> _Task instructions_
Present all the records below as a numbered list, omitting any blank lines.

Dataset excerpt:
####

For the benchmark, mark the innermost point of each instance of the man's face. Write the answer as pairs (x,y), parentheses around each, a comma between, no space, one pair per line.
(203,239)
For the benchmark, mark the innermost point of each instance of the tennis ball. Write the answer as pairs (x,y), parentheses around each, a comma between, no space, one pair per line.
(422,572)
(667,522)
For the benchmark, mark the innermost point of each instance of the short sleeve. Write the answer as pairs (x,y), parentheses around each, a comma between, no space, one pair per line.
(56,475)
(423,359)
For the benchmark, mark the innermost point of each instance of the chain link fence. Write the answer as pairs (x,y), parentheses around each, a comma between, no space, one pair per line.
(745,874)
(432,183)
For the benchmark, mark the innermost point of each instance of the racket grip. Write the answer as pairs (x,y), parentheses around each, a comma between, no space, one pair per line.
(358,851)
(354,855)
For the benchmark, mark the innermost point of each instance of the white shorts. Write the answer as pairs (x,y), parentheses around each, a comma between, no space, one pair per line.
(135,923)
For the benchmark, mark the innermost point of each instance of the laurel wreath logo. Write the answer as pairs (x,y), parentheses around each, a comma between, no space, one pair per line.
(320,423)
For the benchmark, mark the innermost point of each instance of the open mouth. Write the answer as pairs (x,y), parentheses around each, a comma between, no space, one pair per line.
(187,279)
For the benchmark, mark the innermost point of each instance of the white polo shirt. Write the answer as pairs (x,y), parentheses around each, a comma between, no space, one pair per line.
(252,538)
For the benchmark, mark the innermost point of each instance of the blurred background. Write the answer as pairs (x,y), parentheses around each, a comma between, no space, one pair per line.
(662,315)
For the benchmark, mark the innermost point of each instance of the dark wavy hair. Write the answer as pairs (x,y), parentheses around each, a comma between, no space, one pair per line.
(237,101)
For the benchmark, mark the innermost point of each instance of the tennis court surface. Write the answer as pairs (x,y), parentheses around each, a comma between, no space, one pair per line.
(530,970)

####

> _Answer below_
1. For the benchmark, mark the innermost point of each instance of the man's face. Write the answer as pairs (x,y), parentheses around each, a comma between, no space, one pair per line.
2. (203,239)
3. For the benchmark, mark the innermost point of each instance of the tennis ball. Write the answer as pairs (x,y), parentheses around each, a comma between, no space, one pair per line.
4. (422,572)
5. (667,522)
6. For the benchmark, mark the innermost point of each instance of the short sleeve. Write the answer as pairs (x,y), parentheses around each, a comma between, no space, one pair per line.
7. (56,475)
8. (423,359)
9. For the benchmark, mark the innermost point of each instance of the chain link fence. Write the answer as pairs (x,y), parentheses around each, a comma between, no space, one pair per line.
10. (745,874)
11. (432,183)
12. For the benchmark, mark the innermost point of each instance of the racket grip. Write the answer as pairs (x,y), parentheses around each, a comma between, no space, one pair per line.
13. (358,851)
14. (354,855)
15. For the benchmark, mark the innermost point of each instance of the white shorts. Write the answer as pairs (x,y), parentheses around each, a comma between, no space, one pair per line.
16. (135,923)
17. For the benchmark, mark the innermost point of each instance of the laurel wreath logo. Write the answer as pairs (x,y), parentheses around each, a comma between, no space, one pair per line.
18. (320,423)
19. For the benchmark, mark the innermost point of each instance of the open mouth. Write the answer as pairs (x,y), parentheses around each, a comma between, no space, one pair per line.
20. (187,279)
21. For the benchmark, mark the innermost point of each instance of the white polo shirt. Write the answer as pairs (x,y), parentheses around each, a comma between, no space, one pair per line.
22. (252,538)
23. For the benchmark, mark the innermost point of each instance of the blurred background. Write the answer as pairs (x,y), parentheses around each, a comma between, no space, one pair per line.
24. (662,315)
25. For the benchmark, mark the innermost point of each instance of the dark wavy hair. Write the answer as pairs (x,y), parentheses around each, a comma between, no space, one pair per line.
26. (237,101)
27. For the benchmark, mark the innermost point of each instance of the tennis court surface. Write the answer as pairs (x,y), parentheses around each, a comma between, no space, one pair per line.
28. (530,970)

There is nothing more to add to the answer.